-- Start --

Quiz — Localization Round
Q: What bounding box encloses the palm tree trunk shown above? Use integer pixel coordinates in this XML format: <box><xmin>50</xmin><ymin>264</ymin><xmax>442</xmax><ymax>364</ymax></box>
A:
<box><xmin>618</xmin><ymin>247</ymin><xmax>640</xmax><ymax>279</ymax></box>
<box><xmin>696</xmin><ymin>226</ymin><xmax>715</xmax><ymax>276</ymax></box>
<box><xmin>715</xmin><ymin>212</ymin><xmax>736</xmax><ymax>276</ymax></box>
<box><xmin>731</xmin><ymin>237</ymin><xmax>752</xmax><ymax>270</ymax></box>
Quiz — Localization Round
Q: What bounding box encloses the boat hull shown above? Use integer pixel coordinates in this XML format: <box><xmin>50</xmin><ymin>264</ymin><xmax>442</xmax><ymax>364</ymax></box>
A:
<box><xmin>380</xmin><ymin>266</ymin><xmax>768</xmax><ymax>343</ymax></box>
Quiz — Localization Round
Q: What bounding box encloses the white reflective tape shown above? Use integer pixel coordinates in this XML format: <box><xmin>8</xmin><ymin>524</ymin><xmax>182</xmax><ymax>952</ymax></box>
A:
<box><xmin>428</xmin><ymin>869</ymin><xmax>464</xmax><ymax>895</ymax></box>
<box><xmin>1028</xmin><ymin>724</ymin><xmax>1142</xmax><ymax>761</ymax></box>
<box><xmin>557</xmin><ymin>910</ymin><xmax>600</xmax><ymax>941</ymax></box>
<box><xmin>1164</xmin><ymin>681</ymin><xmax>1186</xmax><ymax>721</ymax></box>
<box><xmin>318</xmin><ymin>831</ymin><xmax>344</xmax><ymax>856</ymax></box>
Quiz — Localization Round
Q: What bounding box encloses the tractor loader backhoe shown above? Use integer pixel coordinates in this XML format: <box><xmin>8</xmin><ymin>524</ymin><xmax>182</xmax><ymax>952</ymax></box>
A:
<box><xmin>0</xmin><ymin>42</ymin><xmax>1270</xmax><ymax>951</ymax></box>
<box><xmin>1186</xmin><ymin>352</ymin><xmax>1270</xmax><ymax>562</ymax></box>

-- End --

- [Given instruction]
Copy the listing above line for line, with no changes.

- [Finished answer]
Quiz — Localization Round
Q: What bounding box encloses the palm tree trunk shown above? Use integer pixel coordinates in this XML format: <box><xmin>50</xmin><ymin>264</ymin><xmax>442</xmax><ymax>364</ymax></box>
A:
<box><xmin>618</xmin><ymin>247</ymin><xmax>640</xmax><ymax>279</ymax></box>
<box><xmin>696</xmin><ymin>226</ymin><xmax>715</xmax><ymax>276</ymax></box>
<box><xmin>715</xmin><ymin>212</ymin><xmax>736</xmax><ymax>276</ymax></box>
<box><xmin>731</xmin><ymin>237</ymin><xmax>752</xmax><ymax>270</ymax></box>
Quiz — Localization Round
Q: What bounding box encloses the boat hull shown above? Use integer pixel coordinates in this XML format: <box><xmin>50</xmin><ymin>264</ymin><xmax>442</xmax><ymax>364</ymax></box>
A:
<box><xmin>380</xmin><ymin>266</ymin><xmax>768</xmax><ymax>343</ymax></box>
Quiz — Localization Round
Q: What bounding box encloses the white reflective tape shown above? Use integer pixel coordinates in this XML format: <box><xmin>8</xmin><ymin>524</ymin><xmax>182</xmax><ymax>952</ymax></box>
A:
<box><xmin>428</xmin><ymin>869</ymin><xmax>464</xmax><ymax>895</ymax></box>
<box><xmin>1028</xmin><ymin>724</ymin><xmax>1142</xmax><ymax>761</ymax></box>
<box><xmin>557</xmin><ymin>910</ymin><xmax>600</xmax><ymax>941</ymax></box>
<box><xmin>1164</xmin><ymin>681</ymin><xmax>1186</xmax><ymax>721</ymax></box>
<box><xmin>318</xmin><ymin>831</ymin><xmax>344</xmax><ymax>856</ymax></box>
Quiz — Localization Round
Q: What bounding box encloses the tractor loader backhoe shown above? Use integer pixel coordinates in this XML format: <box><xmin>8</xmin><ymin>524</ymin><xmax>182</xmax><ymax>952</ymax></box>
A:
<box><xmin>0</xmin><ymin>42</ymin><xmax>1270</xmax><ymax>951</ymax></box>
<box><xmin>1186</xmin><ymin>352</ymin><xmax>1270</xmax><ymax>562</ymax></box>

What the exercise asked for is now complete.